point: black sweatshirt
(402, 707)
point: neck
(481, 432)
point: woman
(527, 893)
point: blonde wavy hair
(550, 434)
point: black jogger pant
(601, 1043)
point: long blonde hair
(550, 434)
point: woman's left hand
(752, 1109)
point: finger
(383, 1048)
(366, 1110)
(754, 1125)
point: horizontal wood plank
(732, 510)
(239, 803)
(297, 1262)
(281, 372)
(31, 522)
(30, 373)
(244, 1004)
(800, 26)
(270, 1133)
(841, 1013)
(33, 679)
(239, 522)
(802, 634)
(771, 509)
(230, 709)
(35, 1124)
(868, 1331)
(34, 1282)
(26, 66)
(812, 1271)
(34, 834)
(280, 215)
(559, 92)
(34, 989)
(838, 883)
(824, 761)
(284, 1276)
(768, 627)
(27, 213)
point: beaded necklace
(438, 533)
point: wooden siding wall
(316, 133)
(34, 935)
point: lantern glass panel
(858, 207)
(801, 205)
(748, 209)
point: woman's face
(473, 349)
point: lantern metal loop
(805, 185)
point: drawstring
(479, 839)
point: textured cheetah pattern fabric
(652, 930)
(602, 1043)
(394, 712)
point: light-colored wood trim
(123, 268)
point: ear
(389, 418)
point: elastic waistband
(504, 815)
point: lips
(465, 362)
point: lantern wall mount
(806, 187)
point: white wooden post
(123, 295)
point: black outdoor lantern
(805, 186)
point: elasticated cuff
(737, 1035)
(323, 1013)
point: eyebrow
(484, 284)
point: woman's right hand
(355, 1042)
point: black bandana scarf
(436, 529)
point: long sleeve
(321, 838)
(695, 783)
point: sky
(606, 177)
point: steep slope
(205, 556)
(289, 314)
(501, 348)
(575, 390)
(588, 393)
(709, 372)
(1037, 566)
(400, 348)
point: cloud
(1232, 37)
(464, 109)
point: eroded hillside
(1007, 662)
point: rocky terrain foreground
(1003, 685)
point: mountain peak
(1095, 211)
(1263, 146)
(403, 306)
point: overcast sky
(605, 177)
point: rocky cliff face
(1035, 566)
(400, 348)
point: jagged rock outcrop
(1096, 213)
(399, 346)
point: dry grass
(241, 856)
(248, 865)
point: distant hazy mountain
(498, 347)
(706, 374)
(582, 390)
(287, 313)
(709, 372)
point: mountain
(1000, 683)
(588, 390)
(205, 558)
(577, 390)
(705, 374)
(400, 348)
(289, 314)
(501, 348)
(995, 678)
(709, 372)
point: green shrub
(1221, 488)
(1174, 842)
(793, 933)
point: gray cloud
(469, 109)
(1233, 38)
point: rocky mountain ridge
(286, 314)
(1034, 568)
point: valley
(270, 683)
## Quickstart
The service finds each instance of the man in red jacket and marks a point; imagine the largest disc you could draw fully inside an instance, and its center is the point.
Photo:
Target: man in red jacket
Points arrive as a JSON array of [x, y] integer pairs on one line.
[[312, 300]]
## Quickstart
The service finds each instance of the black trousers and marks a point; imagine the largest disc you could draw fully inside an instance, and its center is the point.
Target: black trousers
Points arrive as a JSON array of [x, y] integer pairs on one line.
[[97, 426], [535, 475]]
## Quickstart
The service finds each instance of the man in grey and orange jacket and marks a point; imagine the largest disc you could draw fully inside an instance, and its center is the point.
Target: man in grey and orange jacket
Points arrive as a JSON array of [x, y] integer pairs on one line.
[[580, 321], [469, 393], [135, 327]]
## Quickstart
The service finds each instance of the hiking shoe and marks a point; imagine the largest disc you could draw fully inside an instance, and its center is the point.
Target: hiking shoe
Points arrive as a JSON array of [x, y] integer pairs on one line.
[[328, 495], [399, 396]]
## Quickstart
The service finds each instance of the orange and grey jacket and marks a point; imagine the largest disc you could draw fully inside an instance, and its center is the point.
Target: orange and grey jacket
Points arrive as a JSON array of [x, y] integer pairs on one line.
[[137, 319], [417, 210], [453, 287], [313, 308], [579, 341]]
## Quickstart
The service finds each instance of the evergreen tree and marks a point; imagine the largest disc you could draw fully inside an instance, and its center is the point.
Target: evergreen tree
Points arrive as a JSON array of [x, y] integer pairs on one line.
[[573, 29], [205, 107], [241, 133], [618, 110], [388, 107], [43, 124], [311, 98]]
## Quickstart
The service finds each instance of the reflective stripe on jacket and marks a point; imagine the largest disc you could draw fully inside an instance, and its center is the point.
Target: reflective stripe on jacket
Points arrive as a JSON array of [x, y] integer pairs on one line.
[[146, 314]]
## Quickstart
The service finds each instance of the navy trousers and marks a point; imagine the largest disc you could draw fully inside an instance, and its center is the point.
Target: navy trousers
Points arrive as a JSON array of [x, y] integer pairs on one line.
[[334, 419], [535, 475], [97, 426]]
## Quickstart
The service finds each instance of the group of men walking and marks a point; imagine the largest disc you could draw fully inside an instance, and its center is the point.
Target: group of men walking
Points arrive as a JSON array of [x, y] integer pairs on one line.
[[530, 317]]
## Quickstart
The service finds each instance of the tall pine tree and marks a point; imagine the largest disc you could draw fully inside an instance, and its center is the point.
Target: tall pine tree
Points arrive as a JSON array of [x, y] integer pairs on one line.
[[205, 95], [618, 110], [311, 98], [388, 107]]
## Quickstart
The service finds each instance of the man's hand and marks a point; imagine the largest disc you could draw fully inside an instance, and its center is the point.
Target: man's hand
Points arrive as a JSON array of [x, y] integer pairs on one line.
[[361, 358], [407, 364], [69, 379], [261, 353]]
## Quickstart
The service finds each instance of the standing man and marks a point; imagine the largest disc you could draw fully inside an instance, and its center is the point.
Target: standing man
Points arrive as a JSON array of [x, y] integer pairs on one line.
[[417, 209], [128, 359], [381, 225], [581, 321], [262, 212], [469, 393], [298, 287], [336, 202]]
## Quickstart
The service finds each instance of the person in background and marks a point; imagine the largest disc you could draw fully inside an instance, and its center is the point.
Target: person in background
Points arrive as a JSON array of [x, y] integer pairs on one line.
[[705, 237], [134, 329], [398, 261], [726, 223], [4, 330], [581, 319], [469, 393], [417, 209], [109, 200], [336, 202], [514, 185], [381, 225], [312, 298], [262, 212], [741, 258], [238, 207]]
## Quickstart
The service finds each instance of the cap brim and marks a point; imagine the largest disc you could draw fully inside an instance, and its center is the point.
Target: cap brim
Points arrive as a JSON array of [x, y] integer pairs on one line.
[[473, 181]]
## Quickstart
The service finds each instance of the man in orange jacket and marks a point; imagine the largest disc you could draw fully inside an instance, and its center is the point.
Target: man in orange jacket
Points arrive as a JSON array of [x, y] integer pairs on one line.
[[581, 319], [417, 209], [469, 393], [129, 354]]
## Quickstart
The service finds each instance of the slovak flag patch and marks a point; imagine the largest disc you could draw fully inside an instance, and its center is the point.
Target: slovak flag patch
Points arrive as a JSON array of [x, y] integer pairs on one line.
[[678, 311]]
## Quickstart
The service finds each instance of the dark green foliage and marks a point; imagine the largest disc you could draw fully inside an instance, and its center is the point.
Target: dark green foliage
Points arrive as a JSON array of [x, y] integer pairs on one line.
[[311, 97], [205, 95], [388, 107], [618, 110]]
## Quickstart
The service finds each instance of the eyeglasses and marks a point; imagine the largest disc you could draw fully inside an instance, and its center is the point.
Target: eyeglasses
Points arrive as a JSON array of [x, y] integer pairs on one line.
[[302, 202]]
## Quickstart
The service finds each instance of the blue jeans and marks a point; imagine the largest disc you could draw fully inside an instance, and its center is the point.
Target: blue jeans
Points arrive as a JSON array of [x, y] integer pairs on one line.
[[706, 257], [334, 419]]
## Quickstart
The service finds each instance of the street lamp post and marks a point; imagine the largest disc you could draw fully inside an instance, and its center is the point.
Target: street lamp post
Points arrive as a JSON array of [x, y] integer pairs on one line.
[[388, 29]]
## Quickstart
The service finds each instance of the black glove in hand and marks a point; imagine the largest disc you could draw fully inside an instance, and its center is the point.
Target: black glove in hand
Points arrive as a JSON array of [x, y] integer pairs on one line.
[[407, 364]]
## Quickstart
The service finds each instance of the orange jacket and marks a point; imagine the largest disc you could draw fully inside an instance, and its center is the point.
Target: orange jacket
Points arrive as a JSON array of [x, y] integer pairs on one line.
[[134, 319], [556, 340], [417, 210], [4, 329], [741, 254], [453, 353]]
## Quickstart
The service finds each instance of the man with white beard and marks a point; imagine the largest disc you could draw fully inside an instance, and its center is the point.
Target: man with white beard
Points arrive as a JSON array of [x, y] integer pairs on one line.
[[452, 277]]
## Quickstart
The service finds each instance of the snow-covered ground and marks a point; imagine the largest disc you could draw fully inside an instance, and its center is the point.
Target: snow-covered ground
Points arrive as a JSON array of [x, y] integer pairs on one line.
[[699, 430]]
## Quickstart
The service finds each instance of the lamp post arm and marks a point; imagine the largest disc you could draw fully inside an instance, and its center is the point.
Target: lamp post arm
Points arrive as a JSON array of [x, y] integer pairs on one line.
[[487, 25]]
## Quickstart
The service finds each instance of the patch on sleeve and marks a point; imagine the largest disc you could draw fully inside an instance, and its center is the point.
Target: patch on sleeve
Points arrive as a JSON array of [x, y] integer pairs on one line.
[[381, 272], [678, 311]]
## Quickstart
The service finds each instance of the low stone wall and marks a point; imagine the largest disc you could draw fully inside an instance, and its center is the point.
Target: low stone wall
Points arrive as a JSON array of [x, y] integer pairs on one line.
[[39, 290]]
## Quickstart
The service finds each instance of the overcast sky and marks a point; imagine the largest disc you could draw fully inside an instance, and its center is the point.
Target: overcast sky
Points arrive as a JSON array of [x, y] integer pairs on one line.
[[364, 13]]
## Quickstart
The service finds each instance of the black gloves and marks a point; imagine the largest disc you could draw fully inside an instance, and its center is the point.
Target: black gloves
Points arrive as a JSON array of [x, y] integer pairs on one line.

· · · ·

# Your assignment:
Copy each line of the listing above that includes the word "tall".

# Output for this task:
The service finds each instance of the tall pine tree and marks a point; imagine the largest disc you could draw fully inside an instance, and its center is the point.
Target: tall pine tree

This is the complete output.